# Extracted information:
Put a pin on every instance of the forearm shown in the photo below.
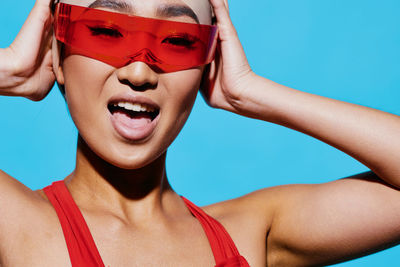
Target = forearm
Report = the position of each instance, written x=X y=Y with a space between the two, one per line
x=8 y=79
x=369 y=135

# Aim:
Please locate each line of the data above that contains the string "forearm" and copy those lines. Case counts.

# Result:
Put a pin on every instance of the forearm shown in the photo below.
Target = forearm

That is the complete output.